## Directions
• 1. According to the passage on reading, in which years did Oscar Wilde live?
• 2. Reproduce everything in the passage on reading from "These words come" down to "build up optimism.".

These words come from Oscar Wilde, who lived from 1854 to 1900 and became famous with his novel “The Portrait of Dorian Gray”. Some know the play “The Canterville Ghost” or perhaps “The Happy Prince and Other Fairy Tales”, from their school days, also written by Oscar Wilde.
So that is what literature can do. It can surprise, bring about a change in the thoughts, lead to new insights suddenly and unexpectedly, and it can encourage readers and build up optimism.
Like this author, many other authors have laid down their thoughts and invite us to follow them mentally and to start an intellectual dialogue with them. In this way, the authors enable us to experience alien worlds in a very comprehensive sense; because this does not only mean the natural world, but also the spiritual worlds. Books allow to reflect on one’s own life, one’s own existence. We enter into an exchange with the author, with the characters he has created, we get in touch with other people and the world. And this is not a consumption taking place, but a mental work also causing a change in the reader.
Marcel Proust writes in “Days of Reading”:
“There may be no days of our childhood that we’ve experienced as fully as those [...] we’ve spent with a favourite book. Everything that they seemed to fulfill for the others, and what we put aside like a vulgar interruption of a divine pleasure: the play for which a friend wanted to fetch us at the most interesting passage; the disturbing bee or the annoying ray of sunshine that forced us to lift our gaze from the page or to change our place; the supplies given for the afternoon meal, which we left lying untouched besides us on the bench, while the sun was inexorably weakening in the blue sky over our head; the dinner for that we had to go back to the house, and during which we thought of going up to our room immediately afterwards to finish the interrupted chapter, in all of that our reading would have seen us as nuisance but on the contrary engraving such a gentle remembrance in us (which, in our judgment today, is so much more precious than what we read with devotion at that time) that, if we sometimes leaf through these books of yore, they remain like the only calendars kept of these escaped days, and it happens with the hope of seeing the defunct dwellings and ponds reflected on their pages.”
What happens when we read such a text? Maryanne Wolf writes in the book “Proust and the Squid. The Story and Science of the Reading Brain”:
“First, be aware of what you’ve been thinking while reading this section, and then try to analyse exactly what you’ve done when reading – for example, how you started to connect Proust with other thoughts. If you are like me, Proust has evoked deeply hidden memories of books in you – the secret places where you could browse undisturbed by siblings and friends, the beating of the heart and the goose bumps that Margaret Mitchell, Mark Twain and Karl May have caused, the dim light of the flashlight under the covers that your parents would hopefully not notice. This is Proust’s reading refuge, and it is ours, too. There we experienced for the first time what it was like to roam obliviously Middle earth, Liliput and Narnia. There, for the first time, we slipped into the skins of figures we would never meet – princes and beggars, dragons and virgins, Indian chiefs and a German-Jewish girl hiding from the Nazi soldiers in a Dutch loft.”

## Information shown
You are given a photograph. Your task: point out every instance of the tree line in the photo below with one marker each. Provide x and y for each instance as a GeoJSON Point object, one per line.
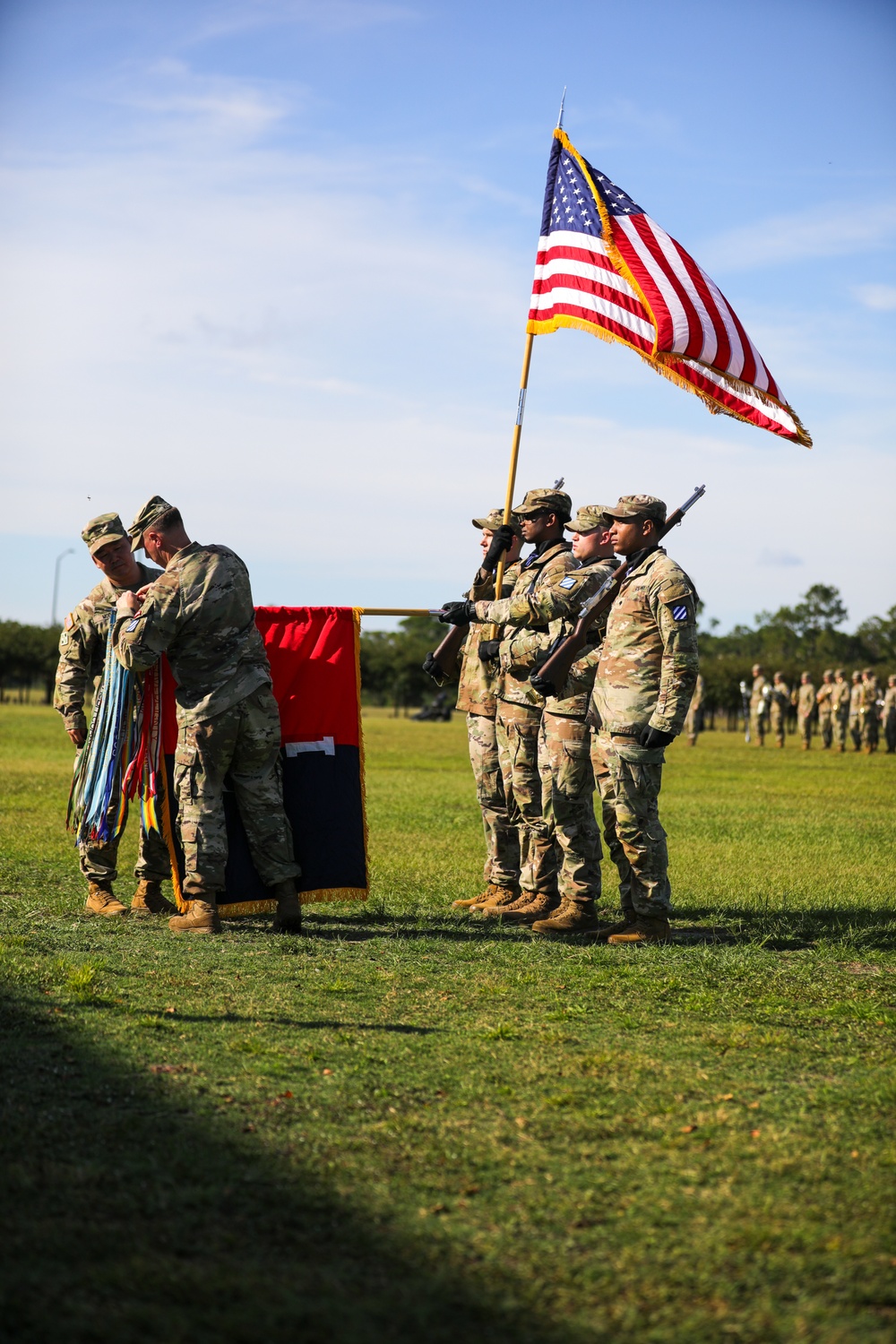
{"type": "Point", "coordinates": [806, 637]}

## Results by task
• 1. He lived from 1854 to 1900.

• 2.
These words come from Oscar Wilde, who lived from 1854 to 1900 and became famous with his novel “The Portrait of Dorian Gray”. Some know the play “The Canterville Ghost” or perhaps “The Happy Prince and Other Fairy Tales”, from their school days, also written by Oscar Wilde.
So that is what literature can do. It can surprise, bring about a change in the thoughts, lead to new insights suddenly and unexpectedly, and it can encourage readers and build up optimism.